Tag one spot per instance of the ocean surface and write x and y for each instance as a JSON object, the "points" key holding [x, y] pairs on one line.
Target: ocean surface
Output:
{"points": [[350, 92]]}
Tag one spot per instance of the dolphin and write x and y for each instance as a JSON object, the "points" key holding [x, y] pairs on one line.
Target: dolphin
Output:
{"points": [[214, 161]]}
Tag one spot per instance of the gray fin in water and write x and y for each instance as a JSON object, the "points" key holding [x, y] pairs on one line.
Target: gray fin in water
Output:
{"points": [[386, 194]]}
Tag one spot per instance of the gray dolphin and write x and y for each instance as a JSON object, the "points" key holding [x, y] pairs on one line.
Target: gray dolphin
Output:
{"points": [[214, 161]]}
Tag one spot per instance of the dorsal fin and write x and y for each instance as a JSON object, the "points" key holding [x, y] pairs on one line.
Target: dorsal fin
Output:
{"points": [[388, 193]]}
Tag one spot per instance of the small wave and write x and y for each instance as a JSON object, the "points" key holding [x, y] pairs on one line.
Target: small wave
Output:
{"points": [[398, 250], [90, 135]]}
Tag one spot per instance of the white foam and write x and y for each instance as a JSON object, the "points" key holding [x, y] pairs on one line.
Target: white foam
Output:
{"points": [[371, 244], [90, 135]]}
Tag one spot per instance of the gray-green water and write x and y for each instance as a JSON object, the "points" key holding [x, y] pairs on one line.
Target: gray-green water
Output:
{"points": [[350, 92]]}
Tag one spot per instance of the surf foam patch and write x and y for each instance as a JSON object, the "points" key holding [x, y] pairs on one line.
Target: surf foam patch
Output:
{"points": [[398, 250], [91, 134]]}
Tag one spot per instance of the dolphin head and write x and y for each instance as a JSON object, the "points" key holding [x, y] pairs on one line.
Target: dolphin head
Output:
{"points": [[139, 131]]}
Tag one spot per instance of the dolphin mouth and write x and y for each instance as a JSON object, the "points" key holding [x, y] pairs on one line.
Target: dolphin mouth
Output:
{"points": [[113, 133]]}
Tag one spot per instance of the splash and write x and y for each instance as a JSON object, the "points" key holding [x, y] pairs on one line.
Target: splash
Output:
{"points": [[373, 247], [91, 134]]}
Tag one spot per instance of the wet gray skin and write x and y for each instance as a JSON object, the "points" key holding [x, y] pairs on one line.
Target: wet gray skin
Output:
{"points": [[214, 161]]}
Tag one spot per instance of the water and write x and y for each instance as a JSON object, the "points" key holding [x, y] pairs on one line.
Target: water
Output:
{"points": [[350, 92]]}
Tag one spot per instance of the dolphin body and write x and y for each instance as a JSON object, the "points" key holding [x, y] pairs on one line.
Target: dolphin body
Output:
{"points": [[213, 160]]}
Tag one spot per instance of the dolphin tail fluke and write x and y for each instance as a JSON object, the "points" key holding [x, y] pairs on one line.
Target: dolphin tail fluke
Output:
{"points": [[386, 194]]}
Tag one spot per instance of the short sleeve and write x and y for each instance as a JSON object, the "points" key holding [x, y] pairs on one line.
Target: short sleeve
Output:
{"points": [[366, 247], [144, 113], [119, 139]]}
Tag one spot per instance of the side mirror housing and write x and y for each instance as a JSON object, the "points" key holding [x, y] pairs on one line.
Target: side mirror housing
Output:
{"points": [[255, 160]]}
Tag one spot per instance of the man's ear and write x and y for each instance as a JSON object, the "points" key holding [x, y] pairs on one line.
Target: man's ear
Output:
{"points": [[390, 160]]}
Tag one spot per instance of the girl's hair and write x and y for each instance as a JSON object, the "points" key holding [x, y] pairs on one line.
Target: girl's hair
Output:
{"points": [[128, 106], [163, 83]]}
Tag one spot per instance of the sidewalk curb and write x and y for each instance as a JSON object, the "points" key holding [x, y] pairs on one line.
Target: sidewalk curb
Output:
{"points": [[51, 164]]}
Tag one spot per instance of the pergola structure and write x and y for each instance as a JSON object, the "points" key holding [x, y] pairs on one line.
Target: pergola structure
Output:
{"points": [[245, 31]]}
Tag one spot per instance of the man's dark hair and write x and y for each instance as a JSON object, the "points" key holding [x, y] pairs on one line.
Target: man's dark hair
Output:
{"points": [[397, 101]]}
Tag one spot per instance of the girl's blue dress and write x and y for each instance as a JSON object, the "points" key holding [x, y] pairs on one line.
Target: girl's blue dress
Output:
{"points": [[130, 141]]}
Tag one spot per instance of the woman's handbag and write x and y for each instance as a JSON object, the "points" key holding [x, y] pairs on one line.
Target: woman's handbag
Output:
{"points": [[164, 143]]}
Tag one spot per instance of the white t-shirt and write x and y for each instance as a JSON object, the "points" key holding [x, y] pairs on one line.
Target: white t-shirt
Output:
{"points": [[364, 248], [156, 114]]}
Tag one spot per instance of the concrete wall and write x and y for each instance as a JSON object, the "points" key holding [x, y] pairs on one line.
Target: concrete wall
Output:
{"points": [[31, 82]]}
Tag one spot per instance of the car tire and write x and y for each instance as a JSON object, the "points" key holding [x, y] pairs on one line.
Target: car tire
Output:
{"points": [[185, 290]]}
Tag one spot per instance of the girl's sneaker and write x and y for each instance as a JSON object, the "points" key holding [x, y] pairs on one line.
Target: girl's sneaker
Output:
- - - - - - -
## Activity
Put down each entry again, unchanged and complete.

## Output of the exercise
Tag one spot per instance of the ocean surface and write x and y for each instance as a JSON object, the "points" key holding [x, y] pairs on one line.
Target: ocean surface
Output:
{"points": [[350, 92]]}
Tag one spot per instance of the dolphin and write x and y for each instance as a JSON object, the "points" key holding [x, y] pairs on one line.
Target: dolphin
Output:
{"points": [[214, 161]]}
Tag one spot per instance of the gray fin in water and write x and y for each instance as a JSON object, the "points" key holding [x, y] pairs on one line.
Target: gray fin in water
Output:
{"points": [[386, 194]]}
Tag one spot per instance of the gray dolphin and write x and y for each instance as a JSON object, the "points" key holding [x, y] pairs on one line.
Target: gray dolphin
Output:
{"points": [[214, 161]]}
Tag one spot per instance of the dorsal fin and write x and y for each instance as a JSON object, the "points" key holding [x, y] pairs on one line.
Target: dorsal fin
Output:
{"points": [[388, 193]]}
Tag one spot per instance of the small wave and write x and y for each instance as a JSON object, the "points" key holding [x, y] pairs on one line.
Target: small wave
Output:
{"points": [[398, 250], [90, 135]]}
Tag one spot per instance of the white foam and write x and y for each instance as a JSON object, the "points" key holding [x, y] pairs on one line.
Target: white foam
Output:
{"points": [[371, 244], [90, 135]]}
Tag one spot per instance of the gray-green water and write x and y for each instance as a JSON object, the "points" key holding [x, y] pairs on one line.
Target: gray-green water
Output:
{"points": [[350, 92]]}
Tag one spot per instance of the surf foam patch and write x and y for each instance as a JSON object, the "points" key holding [x, y] pairs on one line.
Target: surf foam patch
Output:
{"points": [[398, 250], [91, 134]]}
Tag one spot per instance of the dolphin head and write x and y for each instance as a JSON object, the "points" key holding [x, y] pairs on one line.
Target: dolphin head
Output:
{"points": [[139, 131]]}
Tag one spot per instance of the dolphin mouth and write x and y for each instance as a JSON object, the "points" key holding [x, y] pairs on one line.
Target: dolphin mouth
Output:
{"points": [[113, 133]]}
Tag one spot per instance of the splash and write x and y for each instance as a JSON object, the "points" key holding [x, y] pairs on one line.
Target: splash
Output:
{"points": [[373, 247], [91, 134]]}
Tag one spot per instance of the wet gray skin and write x and y for each instance as a JSON object, the "points" key holding [x, y] pairs on one line.
Target: wet gray skin
Output:
{"points": [[214, 161]]}
Tag one spot per instance of the water and write x and y for each instance as a JSON object, the "points" key holding [x, y] pairs on one line.
Target: water
Output:
{"points": [[350, 92]]}
Tag one spot per instance of the dolphin body and write x and y for each instance as a JSON object, the "points" key holding [x, y] pairs on one line.
Target: dolphin body
Output:
{"points": [[213, 160]]}
Tag one spot per instance of the dolphin tail fluke and write x and y for each instance as a JSON object, the "points" key holding [x, y] pairs on one line.
Target: dolphin tail fluke
Output:
{"points": [[386, 194]]}
Tag one spot per instance of the short sleeve and write x and y for each instance as a JSON object, the "points" key holding [x, y] pairs on one line.
Target: short sleeve
Output:
{"points": [[366, 247], [144, 113], [119, 139]]}
Tag one spot per instance of the side mirror housing and write x and y for each instance as a JSON object, the "points" key holding [x, y] pairs on one line.
Target: side mirror housing
Output:
{"points": [[255, 160]]}
Tag one spot per instance of the man's ear and write x and y for each instance as a JSON object, the "points" key holding [x, y] pairs on one line.
Target: man's ear
Output:
{"points": [[390, 160]]}
Tag one spot per instance of the girl's hair and write x and y for each instance as a JSON object, the "points" key holding [x, y] pairs on one line.
Target: girl's hair
Output:
{"points": [[128, 106], [163, 83]]}
Tag one spot per instance of the sidewalk curb and write x and y for each instance as a JSON object, the "points" key holding [x, y] pairs on one line.
Target: sidewalk curb
Output:
{"points": [[51, 164]]}
Tag one spot per instance of the pergola structure and write x and y for each instance as a JSON object, the "points" key holding [x, y] pairs on one line.
Target: pergola structure
Output:
{"points": [[245, 31]]}
Tag one spot per instance of the man's dark hair and write x and y for each instance as a JSON object, the "points" key holding [x, y] pairs on one line.
Target: man's dark hair
Output:
{"points": [[397, 101]]}
Tag one spot per instance of the girl's blue dress and write x and y for each instance as a JSON object, the "points" key holding [x, y] pairs on one line.
Target: girl's blue dress
Output:
{"points": [[130, 141]]}
Tag one spot per instance of the woman's handbag and write x and y for each instance as a JSON object, the "points" key holding [x, y] pairs on one line.
Target: woman's handbag
Output:
{"points": [[164, 143]]}
Tag one spot per instance of the white t-shirt and write x and y for each instance as a JSON object, the "points" key holding [x, y] pairs on one line.
Target: white t-shirt
Output:
{"points": [[364, 248], [156, 114]]}
Tag one spot per instance of the concrete wall and write x and y for each instance as a JSON object, the "points" key holding [x, y] pairs on one line.
Target: concrete wall
Output:
{"points": [[31, 82]]}
Tag one spot per instance of the car tire and write x and y for each instance as a JSON object, the "points" key holding [x, y] pairs on one line.
Target: car tire
Output:
{"points": [[185, 290]]}
Tag one spot per instance of the girl's sneaker and write x and y for each instance as a JSON object, the "points" key holding [x, y] pairs on one line.
Target: girl's sneaker
Output:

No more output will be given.